• _Passage shown_

****************

Repeat that ad-nauseam with newlines in between each log.


Solution

  • (V8 developer here.)

    It's not about the iterator, it's about the RegExp.

    [Update]
    Looks like I was misled by a typo in my test, so my earlier explanation/suggestion doesn't fix the problem. With the test corrected, it turns out that only the end of the expression (which I called "fishy" before) needs to be fixed.

    The massive consumption of stack memory is caused by the fact that (.|\n) is a capture group, and is matched very frequently. One idea would be to write it as [.\n] instead, but the . metacharacter is not valid inside [...] character sets.

    Hat tip to @cachius for suggesting an elegant solution: use the s flag to make . match \n characters.
    As an unrelated fix, prefer checking for the closing } instead of the next opening [ at the beginning of a line, so that there's no overlap between matched ranges (which would make you miss some matches).
    So, in summary, replace ((.|\n)+?)\n\[/g with (.+?)\n}/gs.

    [/Update]

    Here is a reproducible example. The following exhibits the stack overflow:

    let lines = ["[TIMESTAMP] [DEBUG] [Item ITEM_ID] {"];
    for (let i = 0; i < 1000000; i++) {
      lines.push("  [0]");  // Fake JSON, close enough for RegExp purposes.
    }
    lines.push("}");
    lines.push("[TIMESTAMP]");
    let myLongString = lines.join("\n");
    
    const re = /\[(.+?)\] \[DEBUG\] \[Item (.+?)\] ((.|\n)+?)\n\[/g;
    myLongString.match(re);
    

    If you replace the const re = ... line with:

    const re = /\[(.+?)\] \[DEBUG\] \[Item (.+?)\] (.+?)\n}/gs;
    

    then the stack overflow disappears.

    (It would be possible to reduce the simplified example even further, but then the connection with your original case wouldn't be as obvious.)

****************

• _Data lines_
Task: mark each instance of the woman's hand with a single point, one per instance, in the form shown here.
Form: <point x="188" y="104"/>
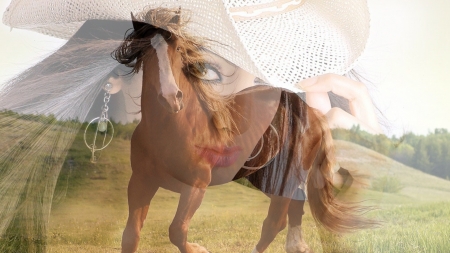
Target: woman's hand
<point x="361" y="106"/>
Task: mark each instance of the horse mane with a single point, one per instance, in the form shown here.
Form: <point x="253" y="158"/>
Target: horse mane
<point x="171" y="24"/>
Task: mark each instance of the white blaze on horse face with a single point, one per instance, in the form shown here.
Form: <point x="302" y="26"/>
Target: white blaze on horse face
<point x="169" y="95"/>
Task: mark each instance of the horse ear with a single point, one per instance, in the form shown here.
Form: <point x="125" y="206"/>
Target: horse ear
<point x="137" y="25"/>
<point x="177" y="18"/>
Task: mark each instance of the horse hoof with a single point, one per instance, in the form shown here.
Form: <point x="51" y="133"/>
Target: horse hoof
<point x="196" y="248"/>
<point x="295" y="242"/>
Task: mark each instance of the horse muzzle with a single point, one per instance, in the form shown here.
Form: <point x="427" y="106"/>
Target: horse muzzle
<point x="171" y="102"/>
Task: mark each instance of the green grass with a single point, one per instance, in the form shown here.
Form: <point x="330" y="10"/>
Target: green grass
<point x="90" y="210"/>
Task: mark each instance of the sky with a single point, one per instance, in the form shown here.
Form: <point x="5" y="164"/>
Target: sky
<point x="406" y="62"/>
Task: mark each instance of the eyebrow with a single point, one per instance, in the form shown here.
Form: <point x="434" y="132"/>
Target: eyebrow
<point x="219" y="58"/>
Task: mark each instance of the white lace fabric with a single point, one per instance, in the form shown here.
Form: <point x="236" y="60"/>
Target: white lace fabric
<point x="283" y="48"/>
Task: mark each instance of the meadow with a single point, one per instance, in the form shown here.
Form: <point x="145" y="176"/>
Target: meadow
<point x="90" y="209"/>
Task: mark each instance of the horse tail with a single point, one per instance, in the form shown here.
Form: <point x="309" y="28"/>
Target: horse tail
<point x="334" y="214"/>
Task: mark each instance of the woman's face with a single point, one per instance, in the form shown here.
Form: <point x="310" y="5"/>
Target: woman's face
<point x="254" y="110"/>
<point x="225" y="77"/>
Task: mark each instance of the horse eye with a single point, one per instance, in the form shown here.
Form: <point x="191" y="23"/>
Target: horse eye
<point x="211" y="74"/>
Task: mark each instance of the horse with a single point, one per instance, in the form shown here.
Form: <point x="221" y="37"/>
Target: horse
<point x="190" y="138"/>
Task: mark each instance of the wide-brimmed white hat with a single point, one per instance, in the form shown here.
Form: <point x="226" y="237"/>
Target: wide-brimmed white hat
<point x="280" y="41"/>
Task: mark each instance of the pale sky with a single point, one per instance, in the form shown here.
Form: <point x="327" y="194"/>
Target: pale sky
<point x="407" y="60"/>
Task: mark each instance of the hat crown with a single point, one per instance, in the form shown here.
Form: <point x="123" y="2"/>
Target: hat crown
<point x="280" y="41"/>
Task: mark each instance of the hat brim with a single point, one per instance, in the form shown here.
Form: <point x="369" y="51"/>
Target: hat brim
<point x="320" y="36"/>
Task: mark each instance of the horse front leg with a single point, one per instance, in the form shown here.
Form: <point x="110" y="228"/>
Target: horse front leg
<point x="274" y="223"/>
<point x="190" y="199"/>
<point x="140" y="192"/>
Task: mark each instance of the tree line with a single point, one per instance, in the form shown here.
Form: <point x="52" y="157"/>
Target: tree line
<point x="429" y="153"/>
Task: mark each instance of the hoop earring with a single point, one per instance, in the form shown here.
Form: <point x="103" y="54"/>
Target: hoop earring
<point x="271" y="159"/>
<point x="259" y="151"/>
<point x="102" y="126"/>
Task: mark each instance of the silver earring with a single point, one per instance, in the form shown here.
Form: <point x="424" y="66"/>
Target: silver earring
<point x="103" y="124"/>
<point x="271" y="159"/>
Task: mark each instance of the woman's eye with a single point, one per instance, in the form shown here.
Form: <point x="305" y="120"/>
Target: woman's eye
<point x="259" y="81"/>
<point x="211" y="74"/>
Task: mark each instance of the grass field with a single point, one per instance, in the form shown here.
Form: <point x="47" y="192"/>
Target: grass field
<point x="90" y="210"/>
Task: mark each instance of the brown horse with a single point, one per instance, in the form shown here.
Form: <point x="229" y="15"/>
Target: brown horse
<point x="190" y="137"/>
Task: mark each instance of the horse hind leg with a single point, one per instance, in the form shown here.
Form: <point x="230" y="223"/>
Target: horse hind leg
<point x="140" y="192"/>
<point x="190" y="199"/>
<point x="295" y="242"/>
<point x="274" y="222"/>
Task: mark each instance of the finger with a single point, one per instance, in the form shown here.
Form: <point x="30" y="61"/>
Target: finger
<point x="319" y="101"/>
<point x="338" y="118"/>
<point x="356" y="93"/>
<point x="339" y="85"/>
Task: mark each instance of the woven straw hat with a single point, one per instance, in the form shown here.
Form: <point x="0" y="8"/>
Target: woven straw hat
<point x="280" y="41"/>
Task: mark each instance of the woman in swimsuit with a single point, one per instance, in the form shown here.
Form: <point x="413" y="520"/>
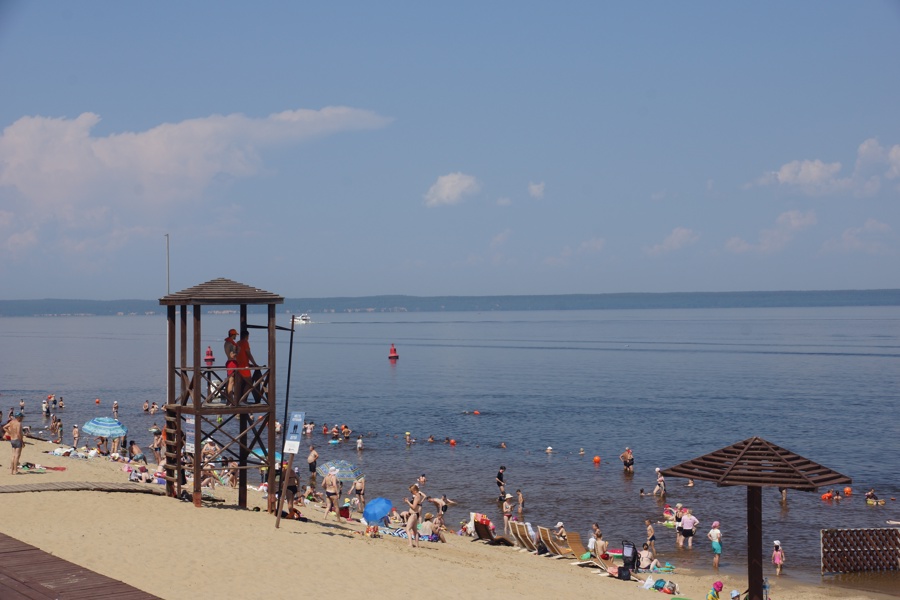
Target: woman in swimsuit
<point x="415" y="507"/>
<point x="360" y="488"/>
<point x="331" y="491"/>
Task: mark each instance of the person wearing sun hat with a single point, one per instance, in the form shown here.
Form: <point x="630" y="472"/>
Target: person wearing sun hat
<point x="231" y="351"/>
<point x="715" y="536"/>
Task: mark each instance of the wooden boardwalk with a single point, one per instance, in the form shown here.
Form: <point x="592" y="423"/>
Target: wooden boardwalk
<point x="84" y="486"/>
<point x="28" y="573"/>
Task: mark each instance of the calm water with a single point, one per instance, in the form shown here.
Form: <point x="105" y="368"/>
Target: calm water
<point x="672" y="384"/>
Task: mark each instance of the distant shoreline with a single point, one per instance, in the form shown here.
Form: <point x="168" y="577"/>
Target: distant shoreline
<point x="399" y="303"/>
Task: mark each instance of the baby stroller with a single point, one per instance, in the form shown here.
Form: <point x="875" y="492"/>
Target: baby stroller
<point x="629" y="555"/>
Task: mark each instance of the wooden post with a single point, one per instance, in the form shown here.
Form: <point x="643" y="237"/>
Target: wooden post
<point x="754" y="542"/>
<point x="198" y="422"/>
<point x="285" y="476"/>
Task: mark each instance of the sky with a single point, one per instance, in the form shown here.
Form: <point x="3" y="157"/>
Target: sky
<point x="465" y="148"/>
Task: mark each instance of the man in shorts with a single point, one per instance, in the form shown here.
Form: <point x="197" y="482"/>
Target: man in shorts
<point x="16" y="439"/>
<point x="311" y="459"/>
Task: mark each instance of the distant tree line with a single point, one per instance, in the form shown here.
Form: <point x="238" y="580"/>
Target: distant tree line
<point x="61" y="307"/>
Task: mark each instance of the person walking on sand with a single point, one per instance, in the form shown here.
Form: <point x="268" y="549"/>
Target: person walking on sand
<point x="778" y="557"/>
<point x="331" y="492"/>
<point x="507" y="513"/>
<point x="415" y="507"/>
<point x="13" y="429"/>
<point x="688" y="525"/>
<point x="651" y="537"/>
<point x="311" y="460"/>
<point x="715" y="537"/>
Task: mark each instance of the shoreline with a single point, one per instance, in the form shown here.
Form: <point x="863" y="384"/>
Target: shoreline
<point x="120" y="534"/>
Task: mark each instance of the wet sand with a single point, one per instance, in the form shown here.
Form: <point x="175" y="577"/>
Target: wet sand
<point x="224" y="552"/>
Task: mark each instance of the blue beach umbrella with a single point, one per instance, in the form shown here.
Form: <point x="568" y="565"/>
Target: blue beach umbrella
<point x="105" y="427"/>
<point x="345" y="471"/>
<point x="259" y="454"/>
<point x="377" y="509"/>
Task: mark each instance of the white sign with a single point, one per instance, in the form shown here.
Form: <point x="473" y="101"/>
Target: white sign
<point x="293" y="433"/>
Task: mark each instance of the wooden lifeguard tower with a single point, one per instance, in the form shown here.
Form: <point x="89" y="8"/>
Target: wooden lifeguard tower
<point x="197" y="407"/>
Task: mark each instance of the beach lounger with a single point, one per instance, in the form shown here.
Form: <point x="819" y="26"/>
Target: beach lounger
<point x="520" y="532"/>
<point x="484" y="533"/>
<point x="552" y="548"/>
<point x="579" y="550"/>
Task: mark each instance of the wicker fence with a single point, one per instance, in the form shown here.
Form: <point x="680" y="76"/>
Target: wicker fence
<point x="854" y="550"/>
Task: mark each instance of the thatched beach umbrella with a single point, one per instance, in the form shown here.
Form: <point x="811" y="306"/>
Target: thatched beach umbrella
<point x="756" y="463"/>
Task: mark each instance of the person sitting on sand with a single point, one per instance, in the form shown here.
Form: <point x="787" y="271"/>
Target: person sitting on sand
<point x="430" y="531"/>
<point x="208" y="477"/>
<point x="646" y="562"/>
<point x="134" y="451"/>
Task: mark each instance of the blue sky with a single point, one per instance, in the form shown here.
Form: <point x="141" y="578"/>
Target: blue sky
<point x="470" y="148"/>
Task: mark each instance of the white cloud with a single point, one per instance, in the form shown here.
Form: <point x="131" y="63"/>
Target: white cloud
<point x="501" y="238"/>
<point x="450" y="189"/>
<point x="867" y="239"/>
<point x="536" y="190"/>
<point x="774" y="239"/>
<point x="679" y="238"/>
<point x="56" y="171"/>
<point x="818" y="178"/>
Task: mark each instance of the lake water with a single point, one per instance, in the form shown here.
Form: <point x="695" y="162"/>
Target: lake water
<point x="671" y="384"/>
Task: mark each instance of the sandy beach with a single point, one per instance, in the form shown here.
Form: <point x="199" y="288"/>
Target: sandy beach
<point x="240" y="554"/>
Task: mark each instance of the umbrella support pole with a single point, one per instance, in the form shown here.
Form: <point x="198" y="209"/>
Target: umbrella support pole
<point x="754" y="542"/>
<point x="284" y="481"/>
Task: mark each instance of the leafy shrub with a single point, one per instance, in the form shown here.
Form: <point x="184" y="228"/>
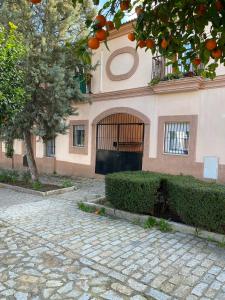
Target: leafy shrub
<point x="67" y="183"/>
<point x="86" y="208"/>
<point x="133" y="191"/>
<point x="37" y="185"/>
<point x="198" y="203"/>
<point x="9" y="176"/>
<point x="195" y="202"/>
<point x="150" y="223"/>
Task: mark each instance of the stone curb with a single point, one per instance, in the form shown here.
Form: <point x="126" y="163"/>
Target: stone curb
<point x="38" y="193"/>
<point x="132" y="217"/>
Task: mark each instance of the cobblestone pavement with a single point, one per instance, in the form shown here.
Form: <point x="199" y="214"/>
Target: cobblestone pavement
<point x="51" y="250"/>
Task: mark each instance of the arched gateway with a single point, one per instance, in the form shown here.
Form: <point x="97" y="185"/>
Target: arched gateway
<point x="119" y="143"/>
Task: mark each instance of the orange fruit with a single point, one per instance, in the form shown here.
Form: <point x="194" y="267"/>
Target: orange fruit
<point x="217" y="53"/>
<point x="164" y="44"/>
<point x="131" y="36"/>
<point x="150" y="43"/>
<point x="196" y="61"/>
<point x="101" y="34"/>
<point x="210" y="44"/>
<point x="100" y="20"/>
<point x="141" y="44"/>
<point x="124" y="5"/>
<point x="110" y="25"/>
<point x="139" y="10"/>
<point x="219" y="5"/>
<point x="35" y="1"/>
<point x="201" y="9"/>
<point x="93" y="43"/>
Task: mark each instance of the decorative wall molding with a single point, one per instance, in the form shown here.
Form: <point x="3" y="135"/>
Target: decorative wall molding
<point x="125" y="29"/>
<point x="117" y="95"/>
<point x="218" y="82"/>
<point x="170" y="86"/>
<point x="178" y="85"/>
<point x="127" y="75"/>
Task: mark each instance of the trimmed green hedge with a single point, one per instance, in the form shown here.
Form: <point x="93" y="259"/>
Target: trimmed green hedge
<point x="197" y="203"/>
<point x="133" y="191"/>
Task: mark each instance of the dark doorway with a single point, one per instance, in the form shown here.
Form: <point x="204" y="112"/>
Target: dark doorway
<point x="119" y="144"/>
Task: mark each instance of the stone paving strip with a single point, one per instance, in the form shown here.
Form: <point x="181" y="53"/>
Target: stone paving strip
<point x="51" y="250"/>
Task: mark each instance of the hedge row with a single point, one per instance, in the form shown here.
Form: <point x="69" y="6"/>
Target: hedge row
<point x="197" y="203"/>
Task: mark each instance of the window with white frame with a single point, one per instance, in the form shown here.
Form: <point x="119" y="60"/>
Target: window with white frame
<point x="50" y="147"/>
<point x="176" y="138"/>
<point x="79" y="135"/>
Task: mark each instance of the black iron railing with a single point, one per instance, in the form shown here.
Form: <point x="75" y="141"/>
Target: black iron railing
<point x="162" y="71"/>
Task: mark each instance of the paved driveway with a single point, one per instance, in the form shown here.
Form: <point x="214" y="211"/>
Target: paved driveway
<point x="51" y="250"/>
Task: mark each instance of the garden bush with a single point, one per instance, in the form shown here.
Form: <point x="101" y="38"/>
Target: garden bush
<point x="195" y="202"/>
<point x="133" y="191"/>
<point x="198" y="203"/>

****************

Continue the answer about the regular expression stack overflow, starting after its final sentence.

    [Original post below -- the mechanism I explained here is factually correct, and applying the suggested replacement indeed improves performance by 25% because it makes the RegExp simpler to match, it just isn't enough to fix the stack overflow.]
    The problematic pattern is:

    \[(.+?)\]
    

    which, after all, means "a [, then any number of arbitrary characters, then a ]". While I understand that regular expressions might seem like magic, they're actually real algorithmic work under the hood, kind of like miniature programs in their own right. In particular, any time a ] is encountered in the string, the algorithm has to decide whether to count this as one of the "arbitrary characters", or as the one ] that ends this sequence. Since it can't magically know that, it has to keep both possibilities "in mind" (=on the stack), pick one, and backtrack if that turns out to be incorrect. Since this backtracking information is kept on the stack (where else?), if you put sufficiently many ] into your string, the stack will run out of space.

    Luckily, the solution is simple: since what you actually mean is "a [, then any number of characters that aren't ], then a ]", you can just tell the RegExp engine that, replacing . with [^\]]:

    \[([^\]]+?)\]
    

    Note: ((.|\n)+?)\n\[ seems fishy for the same reason, but according to this test doesn't appear to be the problem, even if I further increase the input size. I'm not sure why; it might be due to how I created the test. If you see further problems with the real input, it may be worth reformulating this part as well.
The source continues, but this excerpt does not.